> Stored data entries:
BEGIN

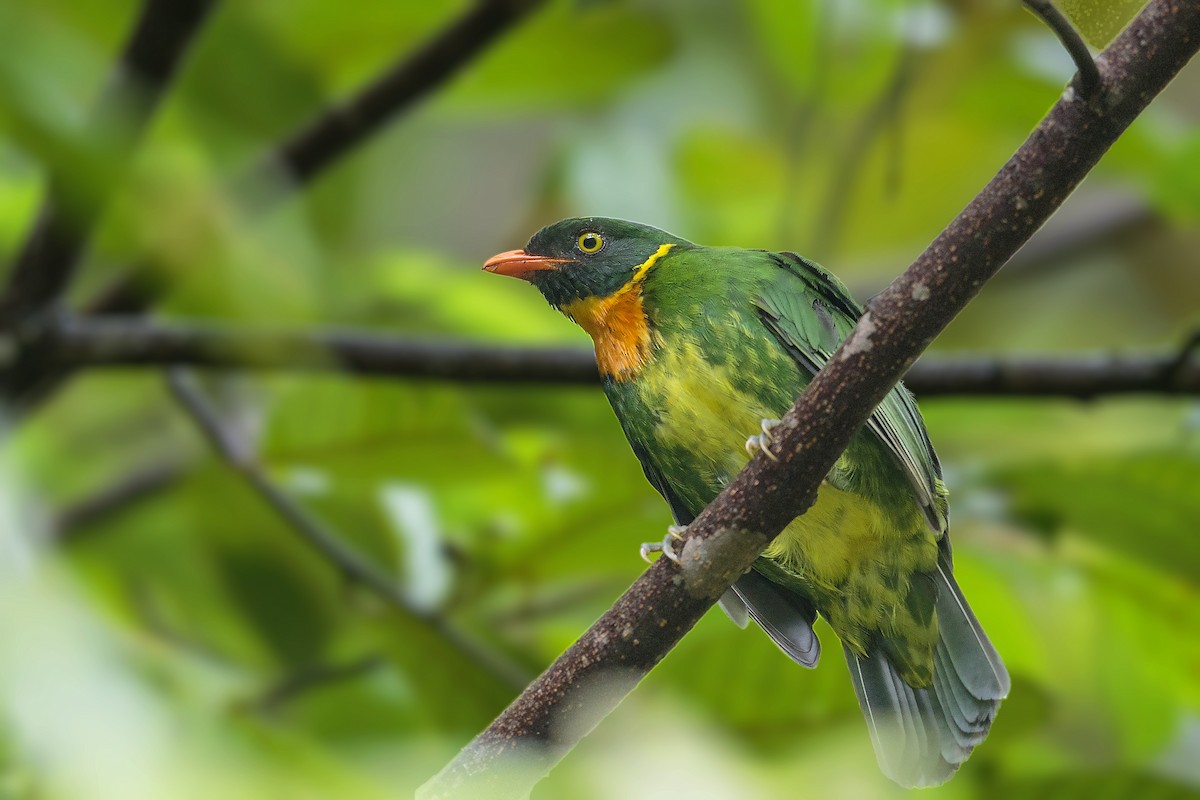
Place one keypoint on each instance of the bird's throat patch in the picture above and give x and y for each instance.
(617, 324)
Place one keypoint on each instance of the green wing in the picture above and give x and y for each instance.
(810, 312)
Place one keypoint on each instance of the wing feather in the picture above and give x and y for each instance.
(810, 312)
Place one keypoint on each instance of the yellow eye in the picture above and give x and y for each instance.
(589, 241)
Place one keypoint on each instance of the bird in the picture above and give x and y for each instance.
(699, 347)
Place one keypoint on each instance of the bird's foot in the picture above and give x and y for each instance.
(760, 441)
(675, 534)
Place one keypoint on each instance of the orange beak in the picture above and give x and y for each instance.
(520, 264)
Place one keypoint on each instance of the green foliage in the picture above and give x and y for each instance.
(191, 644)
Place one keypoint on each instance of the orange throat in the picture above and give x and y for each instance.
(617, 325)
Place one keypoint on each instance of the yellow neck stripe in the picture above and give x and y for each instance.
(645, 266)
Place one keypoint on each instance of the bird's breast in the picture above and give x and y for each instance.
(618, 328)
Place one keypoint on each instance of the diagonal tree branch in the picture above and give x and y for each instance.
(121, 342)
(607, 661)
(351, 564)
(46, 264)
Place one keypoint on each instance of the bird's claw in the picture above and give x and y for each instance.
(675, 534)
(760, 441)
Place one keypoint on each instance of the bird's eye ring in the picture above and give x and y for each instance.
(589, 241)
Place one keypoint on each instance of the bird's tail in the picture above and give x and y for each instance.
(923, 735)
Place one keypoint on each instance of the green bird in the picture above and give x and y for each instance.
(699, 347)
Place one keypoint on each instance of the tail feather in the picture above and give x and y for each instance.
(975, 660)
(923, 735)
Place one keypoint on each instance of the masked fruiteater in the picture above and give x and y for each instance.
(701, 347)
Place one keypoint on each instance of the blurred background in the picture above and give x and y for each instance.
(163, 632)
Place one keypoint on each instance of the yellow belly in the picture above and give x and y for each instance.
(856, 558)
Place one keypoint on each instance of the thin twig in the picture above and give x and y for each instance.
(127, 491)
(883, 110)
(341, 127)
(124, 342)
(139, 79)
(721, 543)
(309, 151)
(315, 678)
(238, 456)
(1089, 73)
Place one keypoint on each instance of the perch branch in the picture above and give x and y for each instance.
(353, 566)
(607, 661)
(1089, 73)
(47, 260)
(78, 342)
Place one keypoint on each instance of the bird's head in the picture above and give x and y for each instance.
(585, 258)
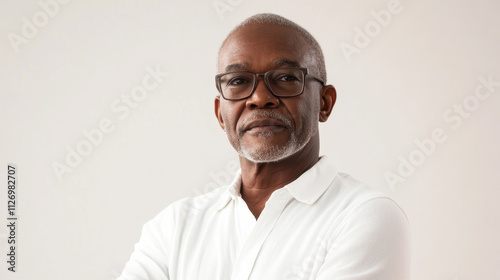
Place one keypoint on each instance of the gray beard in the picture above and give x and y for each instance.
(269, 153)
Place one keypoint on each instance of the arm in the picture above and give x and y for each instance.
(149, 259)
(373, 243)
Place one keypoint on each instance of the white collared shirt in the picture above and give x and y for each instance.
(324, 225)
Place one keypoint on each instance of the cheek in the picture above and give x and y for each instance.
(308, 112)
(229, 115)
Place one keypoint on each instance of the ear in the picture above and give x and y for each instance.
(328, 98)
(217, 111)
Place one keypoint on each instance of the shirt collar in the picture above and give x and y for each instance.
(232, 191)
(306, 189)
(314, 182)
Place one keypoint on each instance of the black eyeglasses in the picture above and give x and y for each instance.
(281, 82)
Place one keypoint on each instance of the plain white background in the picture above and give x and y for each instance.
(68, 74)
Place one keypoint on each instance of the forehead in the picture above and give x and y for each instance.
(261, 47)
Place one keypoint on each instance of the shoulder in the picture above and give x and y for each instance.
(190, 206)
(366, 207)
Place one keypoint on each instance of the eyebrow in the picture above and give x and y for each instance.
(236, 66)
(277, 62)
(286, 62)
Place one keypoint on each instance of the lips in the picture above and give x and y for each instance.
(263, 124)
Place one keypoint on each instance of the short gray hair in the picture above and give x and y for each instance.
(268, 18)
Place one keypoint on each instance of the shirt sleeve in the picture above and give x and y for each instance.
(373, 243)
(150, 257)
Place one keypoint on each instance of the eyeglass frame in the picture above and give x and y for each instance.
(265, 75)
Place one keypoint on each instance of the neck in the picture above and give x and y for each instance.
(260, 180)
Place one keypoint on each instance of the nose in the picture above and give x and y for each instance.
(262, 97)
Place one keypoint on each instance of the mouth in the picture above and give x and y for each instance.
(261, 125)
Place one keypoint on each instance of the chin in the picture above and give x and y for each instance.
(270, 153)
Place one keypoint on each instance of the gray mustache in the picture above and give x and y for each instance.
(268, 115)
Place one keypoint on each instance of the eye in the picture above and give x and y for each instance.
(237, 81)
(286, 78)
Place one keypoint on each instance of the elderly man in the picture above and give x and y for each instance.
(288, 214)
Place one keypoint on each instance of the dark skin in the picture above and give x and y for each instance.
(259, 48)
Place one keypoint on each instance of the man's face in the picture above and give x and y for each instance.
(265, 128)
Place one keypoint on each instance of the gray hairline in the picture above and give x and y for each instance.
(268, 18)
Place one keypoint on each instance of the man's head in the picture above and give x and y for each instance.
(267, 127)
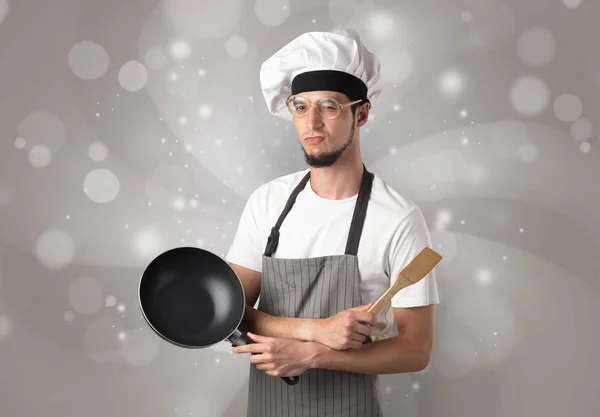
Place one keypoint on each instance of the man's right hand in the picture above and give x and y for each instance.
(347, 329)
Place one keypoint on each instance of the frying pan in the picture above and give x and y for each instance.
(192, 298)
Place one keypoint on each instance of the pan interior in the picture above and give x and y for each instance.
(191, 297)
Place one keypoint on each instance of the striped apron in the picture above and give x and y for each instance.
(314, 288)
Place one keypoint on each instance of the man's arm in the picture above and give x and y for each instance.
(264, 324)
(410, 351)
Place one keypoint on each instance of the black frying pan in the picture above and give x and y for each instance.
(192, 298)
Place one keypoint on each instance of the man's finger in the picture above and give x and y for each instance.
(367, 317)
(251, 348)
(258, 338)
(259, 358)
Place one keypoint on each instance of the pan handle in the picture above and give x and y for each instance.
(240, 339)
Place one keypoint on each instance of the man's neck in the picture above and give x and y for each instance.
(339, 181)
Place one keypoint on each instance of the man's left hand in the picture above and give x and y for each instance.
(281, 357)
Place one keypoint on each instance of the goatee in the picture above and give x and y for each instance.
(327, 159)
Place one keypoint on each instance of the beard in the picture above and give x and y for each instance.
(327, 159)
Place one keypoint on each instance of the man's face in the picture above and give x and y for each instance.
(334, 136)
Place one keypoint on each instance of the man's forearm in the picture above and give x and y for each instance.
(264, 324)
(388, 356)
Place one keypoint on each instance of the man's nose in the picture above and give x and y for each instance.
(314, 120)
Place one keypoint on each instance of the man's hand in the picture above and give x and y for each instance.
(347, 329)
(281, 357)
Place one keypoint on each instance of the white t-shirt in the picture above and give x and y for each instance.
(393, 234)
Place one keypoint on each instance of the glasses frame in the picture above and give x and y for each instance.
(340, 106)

END

> What you have to do:
The lines to write out run from the one with "Place one keypoint on each instance of the beard" through the end of the records. Give them exactly, and only them.

> Reply to the exercise:
Place one keypoint on each instance of the beard in the picture above and give x and y for each instance.
(327, 159)
Place one keypoint on each instance of the man's face in the picture above and give x and y for each instance.
(334, 136)
Place one keypoint on each instance of the man's forearm in the picture above and give x and y for each instance.
(264, 324)
(388, 356)
Place one keypoint on each instance of the man's nose in the picture above and give x and y for each instance.
(314, 120)
Place one keypoint on each instance of the man's hand in the picture above and give x and y for each instance.
(347, 329)
(281, 357)
Place one keypoint on each instance of the white t-shirt in the picture above and give x and y for each instance.
(393, 234)
Place one keypoint on each instance of the glasses frame in the picture above and give x and y for each instance.
(340, 106)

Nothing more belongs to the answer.